Deze feiten leiden niet tot overtreding van de verbodsbepaling uit artikel 16.4 van de algemene voorwaarden waarnaar Crown verwijst en die onder 3.5 wordt geciteerd. In deze verbodsbepaling wordt het de ‘leverancier’ ( [bedrijf A] ) verboden om de bedrijfsnaam of het bedrijfslogo van de ‘opdrachtgever’ (Crown) te gebruiken. Gelet op hetgeen hierboven is overwogen, is daarvan geen sprake.
Ook anderszins leiden deze feiten niet tot een toerekenbare tekortkoming aan de zijde van [bedrijf A] . Nog los van de vraag of het bericht op de Facebookpagina een reclame-uiting is – een vraag die in dit vonnis niet beantwoord wordt – kan niet worden vastgesteld dat [bedrijf A] op de hoogte was of behoorde te zijn van het verbod om reclame te maken op het moment dat het bericht op Facebook werd geplaatst. Het Whatsapp bericht waarnaar Crown verwijst dateert immers van 22 augustus 2019, terwijl het Facebookbericht van de heer [persoon A] dateert van 14 augustus 2019.

• Wat nodig is:
Ga verder met het vonnis over Crown en [bedrijf A] na de laatste zin die hierboven staat.

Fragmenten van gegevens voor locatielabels

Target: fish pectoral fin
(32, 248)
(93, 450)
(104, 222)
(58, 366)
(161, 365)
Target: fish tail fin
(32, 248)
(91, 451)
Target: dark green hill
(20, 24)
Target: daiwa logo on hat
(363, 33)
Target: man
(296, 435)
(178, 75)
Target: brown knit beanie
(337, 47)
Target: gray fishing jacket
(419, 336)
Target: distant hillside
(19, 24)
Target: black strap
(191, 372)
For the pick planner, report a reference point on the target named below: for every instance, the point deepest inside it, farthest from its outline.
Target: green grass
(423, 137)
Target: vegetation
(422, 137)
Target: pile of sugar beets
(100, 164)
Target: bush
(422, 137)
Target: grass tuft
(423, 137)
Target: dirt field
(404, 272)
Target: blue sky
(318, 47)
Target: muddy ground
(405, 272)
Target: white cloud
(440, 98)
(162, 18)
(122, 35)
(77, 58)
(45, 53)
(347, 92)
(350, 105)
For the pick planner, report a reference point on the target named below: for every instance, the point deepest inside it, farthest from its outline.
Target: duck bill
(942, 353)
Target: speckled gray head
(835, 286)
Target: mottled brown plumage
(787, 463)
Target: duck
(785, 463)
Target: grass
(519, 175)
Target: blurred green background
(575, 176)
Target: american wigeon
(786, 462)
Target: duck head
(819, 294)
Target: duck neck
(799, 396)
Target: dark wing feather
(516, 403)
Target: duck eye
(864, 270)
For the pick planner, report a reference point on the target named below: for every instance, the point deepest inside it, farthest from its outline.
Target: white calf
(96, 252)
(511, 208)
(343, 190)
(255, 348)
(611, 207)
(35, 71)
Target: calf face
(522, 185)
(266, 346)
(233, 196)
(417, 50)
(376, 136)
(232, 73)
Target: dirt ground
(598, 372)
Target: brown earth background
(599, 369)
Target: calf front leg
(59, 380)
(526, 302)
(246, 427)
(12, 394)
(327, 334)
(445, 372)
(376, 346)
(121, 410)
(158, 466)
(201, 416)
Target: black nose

• Uitvoer van oefening:
De vordering van Crown om een verklaring voor recht te geven wordt afgewezen.
Boete?
4.6
Onder 4.5 is beslist dat de gedragingen van [bedrijf A] niet leiden tot overtreding van de verbodsbepaling waar Crown zich op beroept. Dit kan dus ook niet leiden tot het verbeuren van een boete in de zin van artikel 16.6 van de algemene voorwaarden.
Deze vordering van Crown wordt dan ook afgewezen.
Vernietigbaarheid beding uit de algemene voorwaarden
4.7
Ten overvloede wordt het volgende overwogen. [bedrijf A] doet een beroep op de vernietigbaarheid van de bedingen uit de algemene voorwaarden waarop Crown zich beroept. Dit beroep slaagt.
Op grond van artikel 6:233 onderdeel b Burgerlijk Wetboek (hierna: BW) is een beding in algemene voorwaarden vernietigbaar indien de wederpartij geen redelijke mogelijkheid is geboden om van de voorwaarden kennis te nemen. Artikel 6:234 BW bepaalt dat de gebruiker van de algemene voorwaarden aan de wederpartij de in artikel 6:233 BW onder b bedoelde mogelijkheid heeft geboden indien de algemene voorwaarden voor of bij het sluiten van de overeenkomst ter hand zijn gesteld dan wel de algemene voorwaarden op de in artikel 6:230c BW voorziene wijze zijn verstrekt of, als vorenstaande redelijkerwijs niet mogelijk is, aan de wederpartij bekend is gemaakt dat de voorwaarden ter inzage liggen, en deze op verzoek zullen worden toegezonden.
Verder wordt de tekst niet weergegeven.